**What needs to be done:** Copy the data line for line, starting at the line that contains "pin: man's ear" and ending with the last line of the data, and leave out the pictures.

**Working data:**
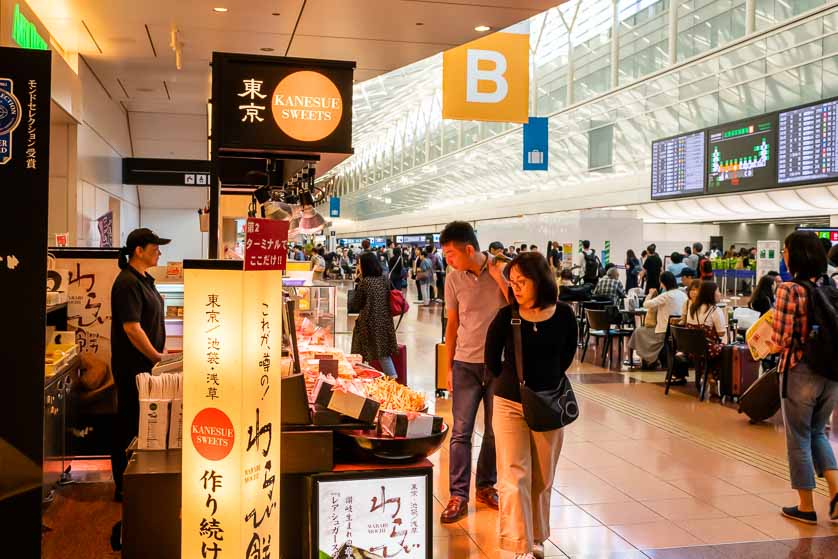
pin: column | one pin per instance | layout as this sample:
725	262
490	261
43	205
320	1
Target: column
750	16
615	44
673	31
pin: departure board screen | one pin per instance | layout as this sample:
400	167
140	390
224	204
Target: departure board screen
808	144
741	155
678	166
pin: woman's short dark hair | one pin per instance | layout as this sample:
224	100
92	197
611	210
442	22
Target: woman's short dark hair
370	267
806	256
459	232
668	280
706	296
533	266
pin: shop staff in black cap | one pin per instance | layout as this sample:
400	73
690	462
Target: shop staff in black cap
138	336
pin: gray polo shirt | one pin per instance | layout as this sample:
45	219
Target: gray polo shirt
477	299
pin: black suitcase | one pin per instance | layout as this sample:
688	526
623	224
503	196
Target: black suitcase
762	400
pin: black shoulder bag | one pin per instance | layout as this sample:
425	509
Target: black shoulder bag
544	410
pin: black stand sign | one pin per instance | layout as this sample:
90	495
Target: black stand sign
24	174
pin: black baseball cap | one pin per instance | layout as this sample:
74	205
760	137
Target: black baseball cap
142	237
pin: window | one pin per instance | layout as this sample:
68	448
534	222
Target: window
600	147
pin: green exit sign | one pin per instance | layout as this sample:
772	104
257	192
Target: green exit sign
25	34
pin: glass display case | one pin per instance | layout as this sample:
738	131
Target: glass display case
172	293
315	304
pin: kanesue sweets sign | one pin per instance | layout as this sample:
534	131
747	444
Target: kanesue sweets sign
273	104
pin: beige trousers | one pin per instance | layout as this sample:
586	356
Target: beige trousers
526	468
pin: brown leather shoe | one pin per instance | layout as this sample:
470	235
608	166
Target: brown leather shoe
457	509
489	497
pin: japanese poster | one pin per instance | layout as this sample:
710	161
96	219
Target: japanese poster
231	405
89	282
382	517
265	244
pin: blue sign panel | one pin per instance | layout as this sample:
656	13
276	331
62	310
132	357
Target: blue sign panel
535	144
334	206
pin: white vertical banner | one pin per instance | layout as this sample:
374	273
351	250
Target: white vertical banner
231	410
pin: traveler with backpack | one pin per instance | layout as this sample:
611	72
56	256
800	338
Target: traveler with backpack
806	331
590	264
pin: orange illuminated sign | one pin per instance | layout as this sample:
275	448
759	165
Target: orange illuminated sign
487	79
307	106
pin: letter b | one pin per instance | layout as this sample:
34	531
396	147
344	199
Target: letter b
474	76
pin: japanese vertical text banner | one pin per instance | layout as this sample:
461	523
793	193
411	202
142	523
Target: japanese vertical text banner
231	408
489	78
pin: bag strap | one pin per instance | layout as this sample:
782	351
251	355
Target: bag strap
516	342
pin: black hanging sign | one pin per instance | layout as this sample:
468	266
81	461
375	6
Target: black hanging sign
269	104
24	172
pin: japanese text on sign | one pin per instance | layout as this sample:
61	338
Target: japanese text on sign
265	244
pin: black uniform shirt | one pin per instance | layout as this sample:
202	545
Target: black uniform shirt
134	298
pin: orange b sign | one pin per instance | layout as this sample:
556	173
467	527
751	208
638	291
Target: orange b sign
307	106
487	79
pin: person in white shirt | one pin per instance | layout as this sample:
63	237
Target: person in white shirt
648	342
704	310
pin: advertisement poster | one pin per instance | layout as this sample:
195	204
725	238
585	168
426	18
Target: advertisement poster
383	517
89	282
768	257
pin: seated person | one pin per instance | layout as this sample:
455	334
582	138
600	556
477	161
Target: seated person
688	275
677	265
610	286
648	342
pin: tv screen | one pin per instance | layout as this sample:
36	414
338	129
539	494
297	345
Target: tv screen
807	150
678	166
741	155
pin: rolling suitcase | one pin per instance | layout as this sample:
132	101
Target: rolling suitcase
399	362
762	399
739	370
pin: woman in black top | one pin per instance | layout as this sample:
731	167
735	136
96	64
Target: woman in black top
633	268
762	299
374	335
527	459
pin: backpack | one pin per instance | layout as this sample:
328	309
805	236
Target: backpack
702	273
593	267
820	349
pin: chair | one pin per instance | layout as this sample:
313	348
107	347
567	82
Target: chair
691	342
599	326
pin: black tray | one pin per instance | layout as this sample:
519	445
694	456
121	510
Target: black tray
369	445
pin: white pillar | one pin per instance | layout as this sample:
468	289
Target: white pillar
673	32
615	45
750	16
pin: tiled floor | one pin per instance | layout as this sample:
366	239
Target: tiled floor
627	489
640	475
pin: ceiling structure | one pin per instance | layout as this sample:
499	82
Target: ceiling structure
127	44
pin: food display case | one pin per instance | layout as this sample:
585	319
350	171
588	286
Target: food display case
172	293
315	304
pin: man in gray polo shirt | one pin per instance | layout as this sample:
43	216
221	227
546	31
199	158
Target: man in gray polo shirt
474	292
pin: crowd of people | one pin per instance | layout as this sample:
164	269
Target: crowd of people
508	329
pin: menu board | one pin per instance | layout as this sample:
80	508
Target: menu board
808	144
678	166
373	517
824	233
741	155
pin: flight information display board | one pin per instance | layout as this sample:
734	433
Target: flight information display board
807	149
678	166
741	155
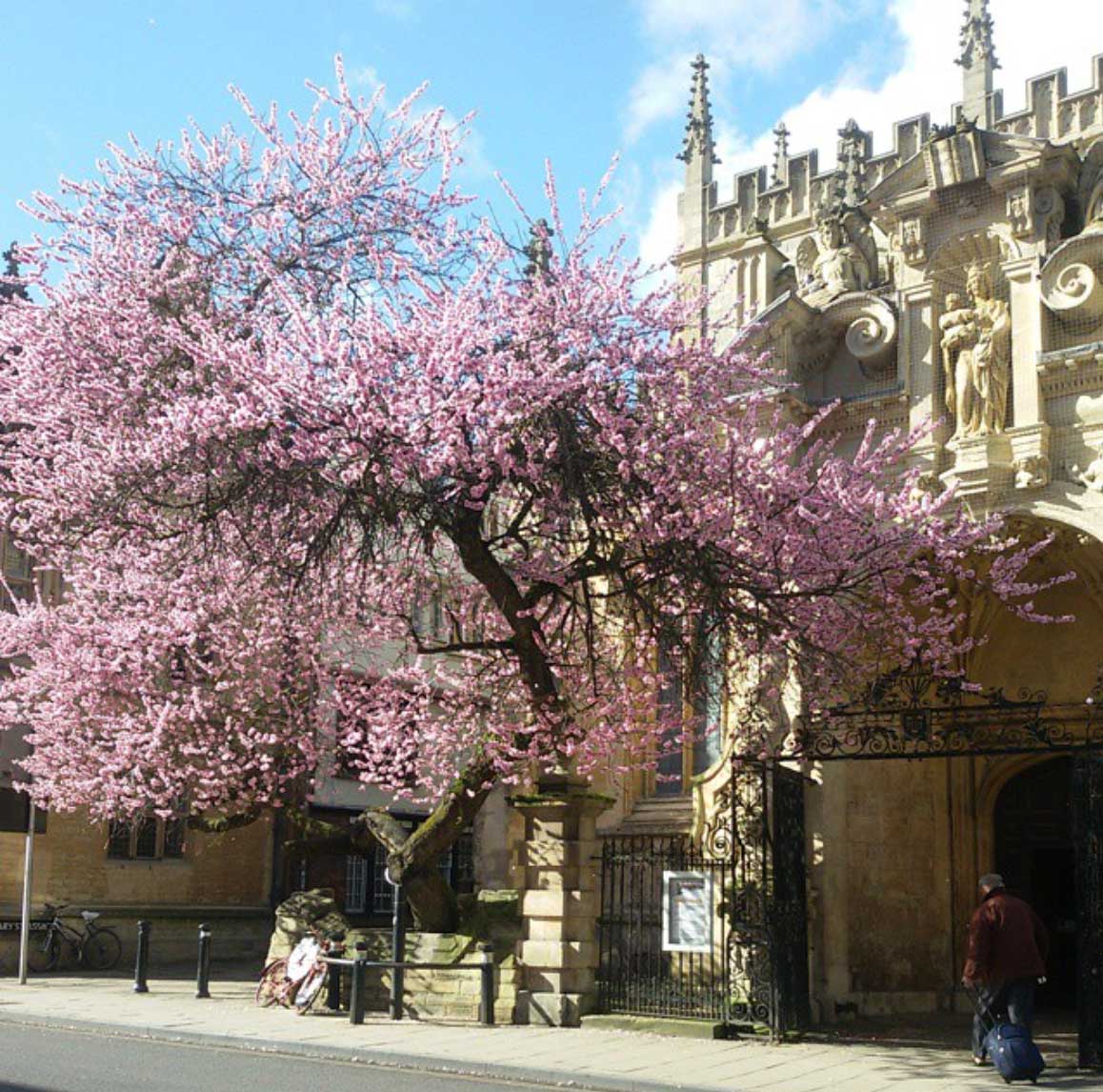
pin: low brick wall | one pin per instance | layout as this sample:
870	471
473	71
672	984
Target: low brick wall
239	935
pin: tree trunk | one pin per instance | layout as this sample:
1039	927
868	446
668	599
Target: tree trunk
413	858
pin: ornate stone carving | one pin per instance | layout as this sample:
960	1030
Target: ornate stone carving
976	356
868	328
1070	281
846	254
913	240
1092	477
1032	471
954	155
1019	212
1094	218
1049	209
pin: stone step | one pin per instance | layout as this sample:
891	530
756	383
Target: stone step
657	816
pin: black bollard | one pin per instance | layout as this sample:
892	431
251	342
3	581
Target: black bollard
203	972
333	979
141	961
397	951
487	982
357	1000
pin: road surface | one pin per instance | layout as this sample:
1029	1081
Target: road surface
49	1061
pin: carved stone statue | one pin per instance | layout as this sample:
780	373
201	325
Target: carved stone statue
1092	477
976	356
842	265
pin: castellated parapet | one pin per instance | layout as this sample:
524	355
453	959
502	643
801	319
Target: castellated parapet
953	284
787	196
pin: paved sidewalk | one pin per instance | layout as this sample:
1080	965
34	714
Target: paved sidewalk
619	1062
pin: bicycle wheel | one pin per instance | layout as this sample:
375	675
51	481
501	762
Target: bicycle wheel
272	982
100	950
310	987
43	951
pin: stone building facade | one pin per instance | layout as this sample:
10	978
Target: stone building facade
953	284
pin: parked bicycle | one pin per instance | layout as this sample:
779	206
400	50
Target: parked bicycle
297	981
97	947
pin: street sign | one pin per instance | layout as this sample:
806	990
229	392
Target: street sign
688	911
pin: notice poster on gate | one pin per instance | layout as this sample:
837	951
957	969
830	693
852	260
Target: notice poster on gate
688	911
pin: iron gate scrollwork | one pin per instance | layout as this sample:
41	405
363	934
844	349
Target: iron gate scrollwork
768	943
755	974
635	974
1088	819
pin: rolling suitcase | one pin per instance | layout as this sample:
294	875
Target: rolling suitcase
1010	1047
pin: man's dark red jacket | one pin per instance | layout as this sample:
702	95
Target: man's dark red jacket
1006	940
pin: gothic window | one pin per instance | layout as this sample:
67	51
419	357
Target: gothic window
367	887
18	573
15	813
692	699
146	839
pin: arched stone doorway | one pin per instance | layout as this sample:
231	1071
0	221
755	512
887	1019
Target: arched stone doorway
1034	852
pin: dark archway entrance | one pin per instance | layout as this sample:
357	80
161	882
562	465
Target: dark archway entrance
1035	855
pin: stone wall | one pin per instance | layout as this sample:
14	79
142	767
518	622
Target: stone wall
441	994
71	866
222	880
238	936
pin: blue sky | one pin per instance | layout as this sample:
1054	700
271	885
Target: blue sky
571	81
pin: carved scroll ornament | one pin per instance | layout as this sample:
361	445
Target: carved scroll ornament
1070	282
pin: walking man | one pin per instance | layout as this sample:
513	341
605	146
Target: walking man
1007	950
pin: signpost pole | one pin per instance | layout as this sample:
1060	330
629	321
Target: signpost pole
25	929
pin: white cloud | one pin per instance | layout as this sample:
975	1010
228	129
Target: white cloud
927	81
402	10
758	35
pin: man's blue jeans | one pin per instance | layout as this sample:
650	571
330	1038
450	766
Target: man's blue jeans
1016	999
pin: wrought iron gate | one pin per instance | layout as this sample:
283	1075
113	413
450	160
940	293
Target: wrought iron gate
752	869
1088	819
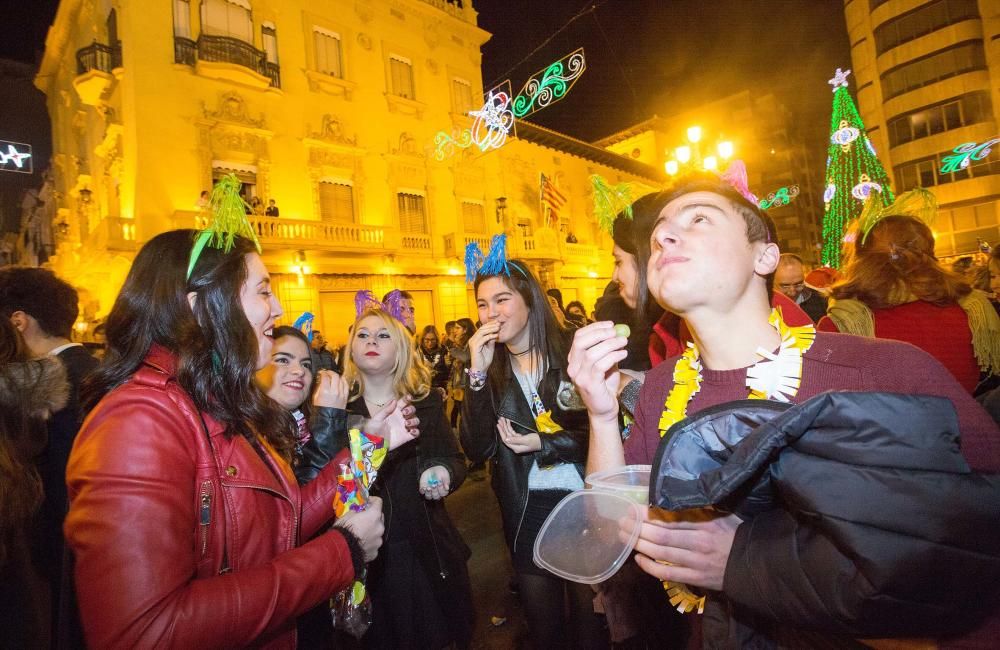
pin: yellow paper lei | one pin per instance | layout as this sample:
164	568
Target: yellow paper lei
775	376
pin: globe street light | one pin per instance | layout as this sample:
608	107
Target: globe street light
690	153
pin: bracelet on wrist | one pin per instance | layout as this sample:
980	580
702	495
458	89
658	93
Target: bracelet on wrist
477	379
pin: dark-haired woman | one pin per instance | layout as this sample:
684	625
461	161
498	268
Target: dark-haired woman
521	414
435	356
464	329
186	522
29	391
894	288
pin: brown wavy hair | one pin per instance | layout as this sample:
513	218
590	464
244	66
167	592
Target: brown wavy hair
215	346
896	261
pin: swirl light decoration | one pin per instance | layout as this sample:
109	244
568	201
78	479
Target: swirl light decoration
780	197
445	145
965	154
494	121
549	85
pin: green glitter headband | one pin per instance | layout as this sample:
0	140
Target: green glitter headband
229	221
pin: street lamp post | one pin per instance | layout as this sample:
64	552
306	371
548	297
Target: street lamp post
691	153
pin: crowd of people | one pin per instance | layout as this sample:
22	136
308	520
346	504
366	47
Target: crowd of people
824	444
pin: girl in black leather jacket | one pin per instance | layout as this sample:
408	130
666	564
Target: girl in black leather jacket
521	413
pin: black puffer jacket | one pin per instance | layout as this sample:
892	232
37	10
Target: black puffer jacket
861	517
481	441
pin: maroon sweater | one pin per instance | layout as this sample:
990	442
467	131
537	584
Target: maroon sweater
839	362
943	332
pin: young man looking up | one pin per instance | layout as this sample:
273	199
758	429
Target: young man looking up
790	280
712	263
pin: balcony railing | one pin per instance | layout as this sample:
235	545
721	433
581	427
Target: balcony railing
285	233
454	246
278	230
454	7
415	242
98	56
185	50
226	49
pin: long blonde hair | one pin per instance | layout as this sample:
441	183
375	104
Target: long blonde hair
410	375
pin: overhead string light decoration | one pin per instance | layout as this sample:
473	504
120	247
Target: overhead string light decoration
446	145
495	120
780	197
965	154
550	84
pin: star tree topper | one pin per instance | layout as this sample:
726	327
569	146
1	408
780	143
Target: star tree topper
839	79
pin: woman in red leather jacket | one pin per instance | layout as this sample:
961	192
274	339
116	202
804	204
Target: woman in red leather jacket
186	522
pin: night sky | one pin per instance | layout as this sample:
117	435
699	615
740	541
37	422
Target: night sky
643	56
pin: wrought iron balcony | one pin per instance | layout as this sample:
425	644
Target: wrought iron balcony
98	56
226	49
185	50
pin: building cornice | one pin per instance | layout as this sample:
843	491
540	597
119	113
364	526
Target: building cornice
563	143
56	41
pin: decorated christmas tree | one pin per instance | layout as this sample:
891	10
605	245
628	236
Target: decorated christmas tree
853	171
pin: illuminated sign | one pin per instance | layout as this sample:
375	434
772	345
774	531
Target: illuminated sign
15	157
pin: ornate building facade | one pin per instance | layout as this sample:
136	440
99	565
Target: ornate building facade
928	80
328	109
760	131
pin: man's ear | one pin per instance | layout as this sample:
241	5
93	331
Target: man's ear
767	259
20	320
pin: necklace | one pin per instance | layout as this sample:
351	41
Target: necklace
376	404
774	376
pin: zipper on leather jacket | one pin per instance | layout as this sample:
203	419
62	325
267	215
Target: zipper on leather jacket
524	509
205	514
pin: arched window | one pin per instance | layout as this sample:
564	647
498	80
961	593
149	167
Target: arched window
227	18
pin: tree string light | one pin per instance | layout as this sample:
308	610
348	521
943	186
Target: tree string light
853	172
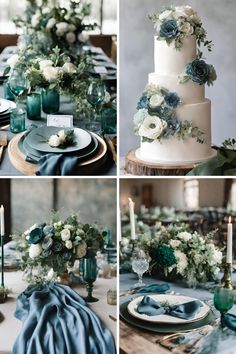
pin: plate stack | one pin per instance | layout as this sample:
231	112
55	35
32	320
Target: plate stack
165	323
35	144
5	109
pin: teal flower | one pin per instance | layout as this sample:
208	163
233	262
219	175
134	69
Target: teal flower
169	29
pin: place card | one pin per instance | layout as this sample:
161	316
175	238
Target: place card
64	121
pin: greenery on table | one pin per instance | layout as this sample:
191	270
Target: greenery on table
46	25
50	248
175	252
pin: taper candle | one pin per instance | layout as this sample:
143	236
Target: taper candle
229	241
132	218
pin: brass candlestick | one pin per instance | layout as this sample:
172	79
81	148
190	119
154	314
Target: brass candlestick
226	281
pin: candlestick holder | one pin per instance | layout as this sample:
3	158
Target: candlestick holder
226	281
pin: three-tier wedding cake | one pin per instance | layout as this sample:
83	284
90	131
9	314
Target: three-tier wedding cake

**Reply to the task:**
pin: man's ear | one pin per instance | layout as this sample:
241	5
93	331
Target: man's ear
767	259
20	320
pin: necklace | one pin per instance | layout as this sample:
351	41
Target: necklace
376	404
774	376
pin: zipper on leather jacket | one pin per instance | layout as this sample:
203	419
62	325
267	215
Target: zipper on leather jacket
524	509
205	514
pin: arched window | one pin per instance | layout as this sample:
564	647
498	80
961	593
149	167
Target: arched window
227	18
pin: tree string light | one pin per instance | layout as this sample:
308	610
348	521
943	186
Target: tree string light
853	172
pin: plate stack | one pin per instance | layout as this sample:
231	112
55	35
32	320
Target: plate stack
165	323
35	144
5	109
pin: teal flower | one pin per instance | layout as this sample:
208	163
233	262
219	175
134	69
Target: teal flower
169	29
pin: place card | one pin per instance | layout as this sample:
161	316
175	238
Target: place card
64	121
pin: greenery on table | one pin per instance | layout as this sample:
191	270
Target: greenery on table
46	25
50	248
175	252
pin: taper candle | one pin per instance | layout as this sample:
143	236
Target: taper candle
229	241
132	218
pin: brass candlestick | one pin per instance | layout as this sample:
172	79
81	148
190	119
154	314
Target: brass candlestick
226	281
pin: candlestick holder | one pin per instance | layout as this sample:
3	158
Target: candlestick holder
226	281
pin: three-tier wedding cake | one pin per instance | layout as this sample:
83	284
90	131
9	314
Target: three-tier wedding cake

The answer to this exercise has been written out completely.